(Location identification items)
┌────────
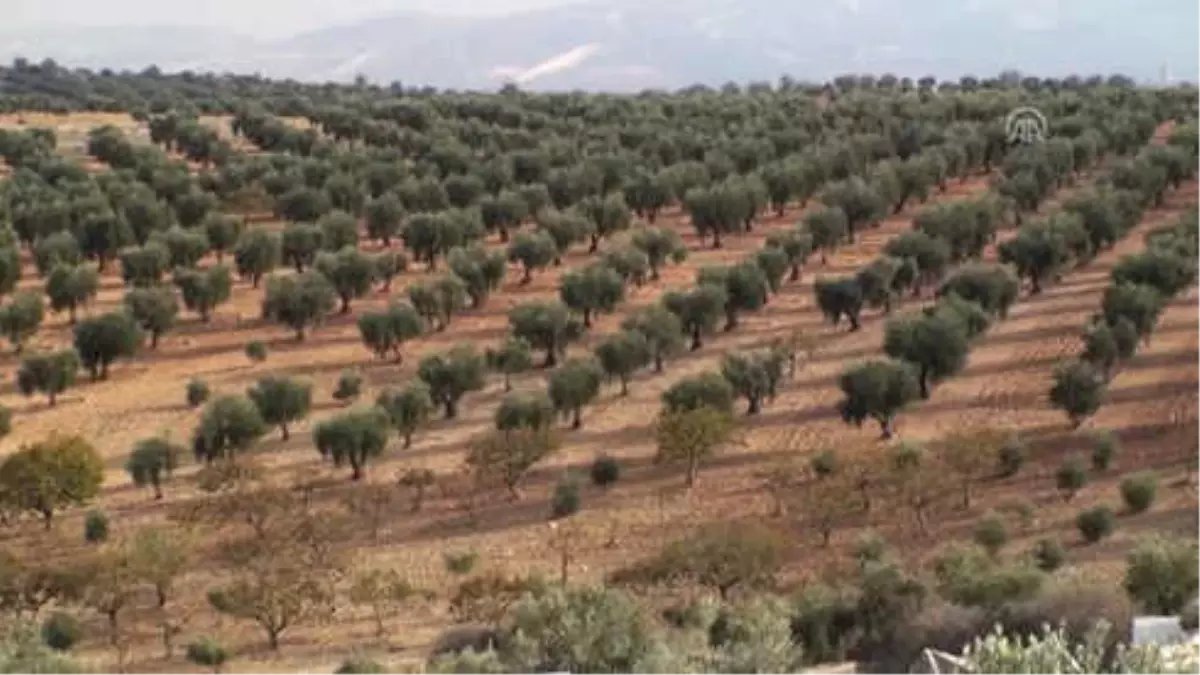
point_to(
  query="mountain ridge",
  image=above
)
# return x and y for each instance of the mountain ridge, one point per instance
(621, 45)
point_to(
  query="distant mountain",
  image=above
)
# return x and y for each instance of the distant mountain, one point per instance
(628, 45)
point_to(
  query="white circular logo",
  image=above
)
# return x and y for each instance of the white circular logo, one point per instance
(1026, 125)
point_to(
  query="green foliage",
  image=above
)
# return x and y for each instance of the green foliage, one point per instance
(513, 357)
(547, 327)
(408, 408)
(480, 269)
(207, 651)
(21, 318)
(103, 339)
(1049, 555)
(877, 389)
(990, 533)
(300, 302)
(1138, 491)
(1096, 524)
(573, 386)
(70, 287)
(1079, 389)
(594, 288)
(49, 476)
(349, 386)
(720, 556)
(95, 527)
(348, 270)
(151, 461)
(49, 374)
(1163, 574)
(61, 631)
(353, 437)
(1011, 457)
(281, 401)
(521, 410)
(605, 471)
(708, 389)
(228, 425)
(754, 375)
(451, 375)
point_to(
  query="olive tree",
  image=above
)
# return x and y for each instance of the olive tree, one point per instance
(103, 339)
(155, 310)
(661, 329)
(21, 317)
(1079, 389)
(299, 302)
(205, 290)
(480, 269)
(384, 332)
(281, 401)
(594, 288)
(408, 408)
(228, 425)
(660, 245)
(573, 386)
(451, 375)
(49, 374)
(622, 354)
(547, 327)
(353, 437)
(754, 375)
(349, 272)
(877, 389)
(151, 463)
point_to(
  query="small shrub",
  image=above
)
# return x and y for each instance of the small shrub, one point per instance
(360, 667)
(568, 497)
(197, 393)
(61, 631)
(1138, 491)
(95, 527)
(462, 562)
(208, 652)
(605, 471)
(256, 351)
(1189, 617)
(990, 533)
(870, 548)
(825, 464)
(1104, 448)
(1049, 555)
(1095, 524)
(349, 386)
(1012, 458)
(1071, 478)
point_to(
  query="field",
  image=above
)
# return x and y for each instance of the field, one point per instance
(1003, 387)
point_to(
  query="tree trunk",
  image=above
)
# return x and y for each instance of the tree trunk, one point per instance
(886, 429)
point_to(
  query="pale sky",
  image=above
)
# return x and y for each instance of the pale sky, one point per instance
(267, 18)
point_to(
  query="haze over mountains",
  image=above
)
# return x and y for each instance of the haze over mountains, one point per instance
(629, 45)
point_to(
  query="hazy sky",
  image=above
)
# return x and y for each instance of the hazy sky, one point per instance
(249, 17)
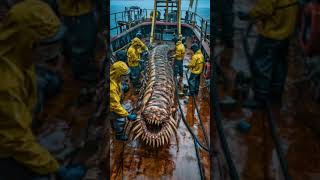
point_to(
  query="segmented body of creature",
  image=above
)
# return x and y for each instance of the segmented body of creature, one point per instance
(156, 104)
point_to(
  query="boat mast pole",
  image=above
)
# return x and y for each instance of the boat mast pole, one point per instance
(179, 16)
(153, 21)
(167, 10)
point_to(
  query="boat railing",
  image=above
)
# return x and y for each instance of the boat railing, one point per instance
(122, 21)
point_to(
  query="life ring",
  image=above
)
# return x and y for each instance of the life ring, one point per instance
(310, 29)
(206, 70)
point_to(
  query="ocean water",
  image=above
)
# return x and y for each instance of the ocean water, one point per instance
(119, 6)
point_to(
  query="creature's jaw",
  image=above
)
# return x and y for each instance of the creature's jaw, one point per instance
(155, 133)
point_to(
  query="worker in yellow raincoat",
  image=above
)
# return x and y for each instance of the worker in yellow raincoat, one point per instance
(179, 57)
(118, 113)
(80, 20)
(134, 58)
(276, 23)
(29, 24)
(196, 68)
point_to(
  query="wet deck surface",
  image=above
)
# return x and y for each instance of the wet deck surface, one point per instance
(297, 119)
(133, 160)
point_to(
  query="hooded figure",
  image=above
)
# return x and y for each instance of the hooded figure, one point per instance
(179, 56)
(196, 67)
(134, 57)
(269, 65)
(29, 24)
(118, 112)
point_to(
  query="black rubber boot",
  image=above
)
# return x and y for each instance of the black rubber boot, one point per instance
(253, 104)
(122, 137)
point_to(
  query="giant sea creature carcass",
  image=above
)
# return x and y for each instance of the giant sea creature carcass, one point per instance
(156, 103)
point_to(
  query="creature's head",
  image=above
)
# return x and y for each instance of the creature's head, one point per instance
(178, 43)
(156, 126)
(136, 42)
(121, 56)
(118, 70)
(139, 35)
(194, 47)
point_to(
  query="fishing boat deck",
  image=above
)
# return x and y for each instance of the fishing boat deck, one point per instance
(134, 160)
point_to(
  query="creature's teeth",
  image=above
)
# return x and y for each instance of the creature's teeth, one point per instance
(169, 130)
(172, 123)
(136, 127)
(166, 138)
(139, 134)
(162, 139)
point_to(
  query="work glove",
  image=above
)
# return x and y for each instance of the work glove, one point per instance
(74, 172)
(132, 117)
(125, 87)
(243, 16)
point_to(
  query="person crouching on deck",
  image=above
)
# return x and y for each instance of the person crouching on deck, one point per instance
(118, 113)
(196, 68)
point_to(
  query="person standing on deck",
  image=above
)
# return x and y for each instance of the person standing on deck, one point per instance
(196, 67)
(118, 113)
(134, 58)
(29, 26)
(269, 62)
(179, 57)
(80, 20)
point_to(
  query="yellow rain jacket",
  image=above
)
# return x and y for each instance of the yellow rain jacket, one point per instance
(196, 63)
(180, 51)
(135, 51)
(27, 23)
(275, 23)
(74, 7)
(117, 70)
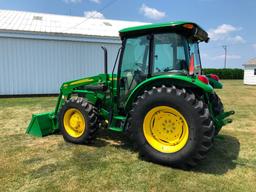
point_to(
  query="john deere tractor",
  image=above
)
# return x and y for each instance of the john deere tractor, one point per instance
(156, 93)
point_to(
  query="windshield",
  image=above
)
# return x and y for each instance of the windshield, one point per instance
(170, 53)
(194, 49)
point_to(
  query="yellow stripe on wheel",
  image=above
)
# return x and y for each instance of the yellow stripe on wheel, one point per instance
(74, 122)
(165, 129)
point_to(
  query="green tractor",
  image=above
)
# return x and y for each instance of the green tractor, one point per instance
(156, 93)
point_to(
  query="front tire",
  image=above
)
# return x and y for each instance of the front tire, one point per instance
(78, 121)
(170, 126)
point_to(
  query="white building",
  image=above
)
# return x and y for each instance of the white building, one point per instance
(250, 72)
(40, 51)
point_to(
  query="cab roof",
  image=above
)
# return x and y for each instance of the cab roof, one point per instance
(176, 26)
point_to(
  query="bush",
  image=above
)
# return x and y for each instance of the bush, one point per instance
(226, 73)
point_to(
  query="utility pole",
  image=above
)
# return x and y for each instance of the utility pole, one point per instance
(225, 47)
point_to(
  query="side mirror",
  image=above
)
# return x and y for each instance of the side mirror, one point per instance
(191, 65)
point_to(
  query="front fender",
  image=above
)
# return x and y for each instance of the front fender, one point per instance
(181, 80)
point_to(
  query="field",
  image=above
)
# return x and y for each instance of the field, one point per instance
(50, 164)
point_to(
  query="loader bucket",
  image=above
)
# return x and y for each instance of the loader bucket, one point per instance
(42, 124)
└────────
SET EXERCISE =
Set down the complete material exactly, but do not include the images.

WRITTEN SOLUTION =
point_to(
  query="mountain ridge",
  image=above
)
# return x and y for each instance of the mountain ridge, one point per instance
(621, 45)
point_to(
  query="distant mountain",
  image=above
)
# return x and y for each instance of the distant mountain, one point per instance
(628, 45)
point_to(
  query="white circular logo",
  image=above
)
# return x and y for each instance of the white circular logo, one point per instance
(1026, 125)
point_to(
  query="green foliage",
  image=above
)
# return x and y for each instance of the green foliage, one point per instance
(513, 357)
(547, 327)
(408, 408)
(480, 269)
(207, 651)
(21, 318)
(103, 339)
(1049, 555)
(877, 389)
(990, 533)
(300, 302)
(1138, 491)
(1096, 524)
(573, 386)
(70, 287)
(1079, 389)
(594, 288)
(49, 476)
(349, 386)
(720, 556)
(95, 527)
(348, 270)
(151, 461)
(49, 374)
(1163, 574)
(61, 631)
(353, 437)
(1011, 457)
(281, 401)
(521, 410)
(605, 471)
(708, 389)
(228, 425)
(754, 375)
(451, 375)
point_to(
  query="olive tree",
  image=above
)
# return x and y for each instance of the olive tree, one point per instance
(103, 339)
(155, 310)
(661, 329)
(21, 317)
(1079, 389)
(299, 302)
(205, 290)
(480, 269)
(384, 332)
(281, 401)
(594, 288)
(408, 408)
(228, 425)
(660, 245)
(573, 386)
(451, 375)
(49, 374)
(622, 354)
(547, 327)
(353, 437)
(754, 375)
(349, 272)
(877, 389)
(151, 463)
point_to(
  query="small shrub",
  image=above
)
# return x and y for each instance of the small shrub, one point per instance
(360, 667)
(568, 497)
(197, 393)
(61, 631)
(1138, 491)
(95, 527)
(462, 562)
(208, 652)
(605, 471)
(256, 351)
(1189, 617)
(990, 533)
(870, 548)
(825, 464)
(1104, 448)
(1049, 555)
(1095, 524)
(349, 386)
(1012, 458)
(1071, 478)
point_to(
  query="field",
  image=above
)
# return x and y for each instance of the field, one point per instance
(1003, 387)
point_to(
  query="tree trunk",
  image=above
)
# return x and y for each instance of the tree trunk, one point per instance
(886, 429)
point_to(
  query="pale sky",
  image=above
)
# return x and y for each instance of the pale sky, one point per instance
(267, 18)
point_to(
  query="haze over mountains",
  image=above
)
# return x and y for each instance of the haze over mountains, one point per instance
(629, 45)
point_to(
  query="hazy sky",
  image=above
)
# return x and y for each instance of the hazy sky, one point per instance
(249, 17)
point_to(
  query="segmented body of creature",
  image=above
)
# return x and y for each instance of the segmented body of creature, one point per instance
(156, 104)
point_to(
  query="boat mast pole",
  image=above
)
# return x and y for each instance of the boat mast pole, one point per instance
(179, 16)
(153, 21)
(167, 10)
point_to(
  query="boat railing",
  image=above
)
# return x and y for each instance of the boat railing, one point per instance
(122, 21)
point_to(
  query="life ring",
  image=above
)
# return x and y for each instance of the life ring, one point per instance
(310, 29)
(206, 70)
point_to(
  query="ocean water",
  image=above
)
# return x and y for each instance of the ocean water, one point per instance
(119, 6)
point_to(
  query="creature's jaw",
  image=above
)
# return x and y for each instance of the creature's jaw, one point per instance
(155, 133)
point_to(
  query="worker in yellow raincoat",
  image=above
)
# return x and y for each instance of the worker in yellow raincoat, one point per instance
(179, 57)
(118, 113)
(80, 20)
(134, 58)
(276, 23)
(29, 24)
(196, 68)
point_to(
  query="wet deck surface",
  image=above
)
# return x and y for each instance of the wet deck surface, one point per instance
(297, 119)
(133, 160)
point_to(
  query="hooded figure",
  image=above
)
# return x and y for each instance of the hooded figure, one point per instance
(179, 56)
(196, 67)
(134, 57)
(269, 65)
(29, 24)
(118, 112)
point_to(
  query="black rubber boot",
  image=above
)
# return x and y for each instance of the black rubber boot, one point per instance
(253, 104)
(122, 137)
point_to(
  query="giant sea creature carcass",
  image=above
)
# return x and y for each instance of the giant sea creature carcass, one point per instance
(156, 103)
point_to(
  query="creature's head",
  image=above
)
# return x and y for each instance of the creature's head, one point per instance
(178, 43)
(156, 126)
(136, 42)
(121, 56)
(118, 70)
(139, 35)
(194, 47)
point_to(
  query="fishing boat deck",
  image=above
)
# return x and y for each instance of the fishing boat deck, one point per instance
(134, 160)
point_to(
  query="creature's teeth",
  image=above
)
# return x and y for each instance of the creature's teeth, one point per instance
(169, 130)
(172, 123)
(136, 127)
(166, 138)
(139, 134)
(162, 139)
point_to(
  query="work glove",
  image=above
)
# return x and y for each instance of the work glove, one point per instance
(74, 172)
(132, 117)
(125, 87)
(243, 16)
point_to(
  query="person crouching on deck",
  image=above
)
# return x and y for each instance of the person crouching on deck, one point per instance
(118, 113)
(196, 68)
point_to(
  query="person standing on deck",
  image=above
)
# return x and y for each instance of the person standing on deck, one point per instance
(196, 67)
(118, 113)
(134, 58)
(29, 26)
(269, 62)
(179, 57)
(80, 20)
point_to(
  query="yellow rain jacket",
  image=above
)
# return x and y for each instance of the yellow rain jacket, one point per instance
(196, 63)
(180, 51)
(135, 51)
(27, 23)
(275, 23)
(74, 7)
(117, 70)
point_to(
  query="john deere tractor",
  image=above
)
# return x and y for each instance of the john deere tractor, one point per instance
(156, 93)
point_to(
  query="windshield",
  image=above
)
# return x and y for each instance of the windshield, one point per instance
(170, 53)
(194, 49)
point_to(
  query="yellow stripe on wheel",
  image=above
)
# return x and y for each instance of the yellow stripe on wheel, one point per instance
(74, 122)
(165, 129)
point_to(
  query="green tractor",
  image=above
)
# return x and y for each instance of the green tractor, one point per instance
(156, 93)
point_to(
  query="front tire",
  image=above
)
# return x and y for each instance of the front tire, one point per instance
(78, 121)
(170, 126)
point_to(
  query="white building",
  image=above
)
# return x and y for each instance of the white building, one point per instance
(250, 72)
(40, 51)
point_to(
  query="cab roof",
  image=above
)
# return x and y for each instance of the cab roof, one point per instance
(176, 26)
point_to(
  query="bush",
  image=above
)
# return x and y for each instance of the bush, one point per instance
(226, 73)
point_to(
  query="utility pole",
  image=above
)
# return x and y for each instance of the utility pole, one point per instance
(225, 47)
point_to(
  query="side mirror",
  image=above
)
# return x and y for each instance of the side mirror, one point per instance
(191, 65)
point_to(
  query="front fender",
  image=above
)
# return x and y for each instance of the front fender, one point per instance
(181, 80)
point_to(
  query="field",
  image=above
)
# return x and y for each instance of the field, one point per instance
(50, 164)
point_to(
  query="loader bucket",
  image=above
)
# return x and y for each instance of the loader bucket, one point per instance
(42, 124)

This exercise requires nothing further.